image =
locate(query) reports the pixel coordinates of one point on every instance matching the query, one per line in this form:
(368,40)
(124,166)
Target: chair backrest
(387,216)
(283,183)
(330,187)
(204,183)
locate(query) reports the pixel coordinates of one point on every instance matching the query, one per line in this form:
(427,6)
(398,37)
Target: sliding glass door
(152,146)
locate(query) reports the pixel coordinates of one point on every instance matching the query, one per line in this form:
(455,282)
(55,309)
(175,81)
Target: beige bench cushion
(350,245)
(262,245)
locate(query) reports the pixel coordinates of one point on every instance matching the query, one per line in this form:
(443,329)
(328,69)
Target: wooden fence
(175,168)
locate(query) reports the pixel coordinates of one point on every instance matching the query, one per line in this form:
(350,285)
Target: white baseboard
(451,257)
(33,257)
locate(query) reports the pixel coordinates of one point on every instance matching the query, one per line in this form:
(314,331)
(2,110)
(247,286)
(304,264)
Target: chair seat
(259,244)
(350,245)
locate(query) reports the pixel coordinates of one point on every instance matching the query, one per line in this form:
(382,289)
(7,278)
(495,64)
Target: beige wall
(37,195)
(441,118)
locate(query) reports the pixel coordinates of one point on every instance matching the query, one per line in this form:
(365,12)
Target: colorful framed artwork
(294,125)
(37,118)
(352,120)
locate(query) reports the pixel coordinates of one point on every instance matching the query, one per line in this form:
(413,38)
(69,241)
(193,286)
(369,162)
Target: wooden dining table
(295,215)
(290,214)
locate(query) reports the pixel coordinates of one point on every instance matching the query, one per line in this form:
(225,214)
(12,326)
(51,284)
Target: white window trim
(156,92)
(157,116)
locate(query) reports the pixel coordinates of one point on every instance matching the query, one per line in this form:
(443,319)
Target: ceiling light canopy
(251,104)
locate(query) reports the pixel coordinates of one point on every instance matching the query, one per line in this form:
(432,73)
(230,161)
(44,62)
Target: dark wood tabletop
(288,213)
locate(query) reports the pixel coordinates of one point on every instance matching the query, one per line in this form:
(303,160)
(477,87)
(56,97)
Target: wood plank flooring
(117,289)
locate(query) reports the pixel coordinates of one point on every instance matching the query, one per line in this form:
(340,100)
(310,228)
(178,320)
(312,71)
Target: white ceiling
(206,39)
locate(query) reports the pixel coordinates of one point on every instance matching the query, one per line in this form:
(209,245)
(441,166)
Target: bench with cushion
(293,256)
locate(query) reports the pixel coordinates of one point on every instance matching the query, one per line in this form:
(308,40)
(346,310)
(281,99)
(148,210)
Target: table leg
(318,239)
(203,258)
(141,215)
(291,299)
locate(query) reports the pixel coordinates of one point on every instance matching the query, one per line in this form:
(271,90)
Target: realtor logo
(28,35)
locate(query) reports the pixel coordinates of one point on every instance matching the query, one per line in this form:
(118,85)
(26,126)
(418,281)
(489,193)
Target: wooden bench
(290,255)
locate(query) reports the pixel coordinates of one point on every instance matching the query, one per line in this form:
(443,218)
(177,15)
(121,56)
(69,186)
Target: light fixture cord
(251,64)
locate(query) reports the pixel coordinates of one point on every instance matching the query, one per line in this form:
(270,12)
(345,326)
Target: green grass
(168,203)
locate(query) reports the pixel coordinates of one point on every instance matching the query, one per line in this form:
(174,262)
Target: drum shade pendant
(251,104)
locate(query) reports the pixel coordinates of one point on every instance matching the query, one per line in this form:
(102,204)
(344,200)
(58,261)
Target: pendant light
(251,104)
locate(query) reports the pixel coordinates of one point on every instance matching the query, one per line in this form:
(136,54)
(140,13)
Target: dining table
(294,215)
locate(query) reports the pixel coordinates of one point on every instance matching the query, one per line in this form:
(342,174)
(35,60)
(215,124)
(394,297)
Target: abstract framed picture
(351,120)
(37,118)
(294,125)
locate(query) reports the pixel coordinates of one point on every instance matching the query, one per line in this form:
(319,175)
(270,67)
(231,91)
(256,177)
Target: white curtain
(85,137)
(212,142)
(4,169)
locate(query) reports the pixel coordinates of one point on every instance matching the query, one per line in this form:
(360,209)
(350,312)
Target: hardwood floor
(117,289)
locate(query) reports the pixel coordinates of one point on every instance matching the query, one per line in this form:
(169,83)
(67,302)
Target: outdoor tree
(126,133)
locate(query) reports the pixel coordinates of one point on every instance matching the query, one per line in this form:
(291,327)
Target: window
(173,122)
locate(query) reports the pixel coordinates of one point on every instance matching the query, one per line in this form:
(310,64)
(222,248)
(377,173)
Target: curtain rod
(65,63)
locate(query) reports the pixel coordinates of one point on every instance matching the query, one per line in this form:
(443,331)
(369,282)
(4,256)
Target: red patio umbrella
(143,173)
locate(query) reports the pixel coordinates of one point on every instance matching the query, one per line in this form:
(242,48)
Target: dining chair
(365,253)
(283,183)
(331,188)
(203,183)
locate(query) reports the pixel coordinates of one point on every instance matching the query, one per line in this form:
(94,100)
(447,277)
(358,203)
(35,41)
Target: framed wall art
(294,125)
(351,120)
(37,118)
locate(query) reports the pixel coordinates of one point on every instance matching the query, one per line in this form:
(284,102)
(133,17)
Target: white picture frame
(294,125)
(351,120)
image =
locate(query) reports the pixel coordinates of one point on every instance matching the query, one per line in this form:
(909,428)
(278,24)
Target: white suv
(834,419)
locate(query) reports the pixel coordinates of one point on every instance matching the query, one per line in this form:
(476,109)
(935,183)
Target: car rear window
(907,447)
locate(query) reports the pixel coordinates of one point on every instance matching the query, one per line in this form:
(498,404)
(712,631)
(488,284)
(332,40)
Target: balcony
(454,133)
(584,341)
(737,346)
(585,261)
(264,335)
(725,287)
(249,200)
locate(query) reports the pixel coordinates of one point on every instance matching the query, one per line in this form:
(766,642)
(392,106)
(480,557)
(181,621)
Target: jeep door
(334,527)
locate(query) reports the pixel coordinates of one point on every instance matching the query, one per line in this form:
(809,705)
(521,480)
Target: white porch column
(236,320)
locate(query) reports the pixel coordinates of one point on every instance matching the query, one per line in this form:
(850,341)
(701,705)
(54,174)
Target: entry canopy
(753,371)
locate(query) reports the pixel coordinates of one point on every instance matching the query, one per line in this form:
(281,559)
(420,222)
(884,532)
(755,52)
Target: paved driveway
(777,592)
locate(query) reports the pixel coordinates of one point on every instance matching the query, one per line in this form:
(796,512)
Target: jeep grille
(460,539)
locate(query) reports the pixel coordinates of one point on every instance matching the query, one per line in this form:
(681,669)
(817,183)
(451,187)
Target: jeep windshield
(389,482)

--------------------

__Exercise objective__.
Count the lines in the records that contain the string "wooden". Reply with the number only.

__Full response__.
3